### RAW DATA

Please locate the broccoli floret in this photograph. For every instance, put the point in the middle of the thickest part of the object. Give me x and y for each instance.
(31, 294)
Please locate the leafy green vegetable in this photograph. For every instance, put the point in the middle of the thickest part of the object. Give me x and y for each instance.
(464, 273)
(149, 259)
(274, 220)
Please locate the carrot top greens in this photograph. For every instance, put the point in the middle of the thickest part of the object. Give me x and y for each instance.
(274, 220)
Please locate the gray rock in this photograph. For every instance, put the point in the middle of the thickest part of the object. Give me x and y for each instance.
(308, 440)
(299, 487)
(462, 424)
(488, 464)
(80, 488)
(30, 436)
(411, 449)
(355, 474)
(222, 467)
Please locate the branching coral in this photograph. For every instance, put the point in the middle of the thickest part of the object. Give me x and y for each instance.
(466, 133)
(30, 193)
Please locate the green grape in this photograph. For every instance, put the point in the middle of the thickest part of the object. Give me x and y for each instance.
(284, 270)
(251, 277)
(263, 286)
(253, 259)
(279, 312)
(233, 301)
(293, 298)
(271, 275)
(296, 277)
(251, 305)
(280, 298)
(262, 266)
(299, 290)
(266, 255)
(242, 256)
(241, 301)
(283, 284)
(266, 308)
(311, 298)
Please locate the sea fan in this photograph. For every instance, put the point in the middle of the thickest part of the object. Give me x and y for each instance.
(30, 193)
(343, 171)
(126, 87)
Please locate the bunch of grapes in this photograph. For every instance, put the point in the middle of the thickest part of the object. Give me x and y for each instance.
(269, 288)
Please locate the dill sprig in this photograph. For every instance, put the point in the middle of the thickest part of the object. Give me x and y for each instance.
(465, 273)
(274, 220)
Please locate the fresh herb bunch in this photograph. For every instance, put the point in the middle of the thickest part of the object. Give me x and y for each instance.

######

PROBLEM TO SOLVE »
Reproduce the listing above exactly, in its entirety.

ANSWER BELOW »
Please locate the broccoli floret in this photograph. For every instance, put the point in the middle of the thickest part of the object. Give me x and y for each instance.
(31, 294)
Please locate the leafy green vegetable in this photograph. For every instance, put the point in the middle of the thickest part of the object. Give me x and y for each instance.
(464, 273)
(149, 259)
(274, 220)
Please locate the carrot top greens in this photograph. For every instance, put the point in the middle of the thickest part of the object. Give me x and y for each instance.
(274, 220)
Please locate the gray rock in this photograph. For every instance, put the point in the middle of the thickest part of the object. Give me x and y for each instance.
(308, 440)
(299, 487)
(462, 424)
(488, 464)
(80, 488)
(30, 436)
(411, 449)
(355, 474)
(222, 467)
Please locate the branching coral in this photograph. For every instance, put the point in the middle of the thickest part of the object. Give me x and y for each instance.
(466, 133)
(30, 193)
Please locate the green grape in this photograph. For every instance, put the point in the middle of the thickest part of the object. Give me x and y for each instance.
(284, 270)
(251, 277)
(263, 286)
(253, 259)
(279, 312)
(233, 301)
(293, 298)
(271, 275)
(296, 277)
(251, 305)
(280, 298)
(262, 266)
(299, 290)
(266, 255)
(242, 256)
(241, 301)
(283, 284)
(266, 308)
(311, 298)
Please locate the sea fan in this photograph. For every instance, put the point in the middle of the thickest part of the object. Give me x and y for each instance.
(30, 193)
(343, 171)
(126, 87)
Please locate the bunch of grapes in this photograph. For every instance, put the point in the middle of the thickest part of the object. Give me x and y for each instance.
(269, 288)
Please locate the dill sprig in this photograph. For every instance, put the point in the middle of the thickest part of the object. Give me x and y for each instance.
(465, 273)
(274, 220)
Please locate the fresh herb bunch in this photograph. For every instance, put the point in the middle of the thickest part of the object. Give me x and y for each instance.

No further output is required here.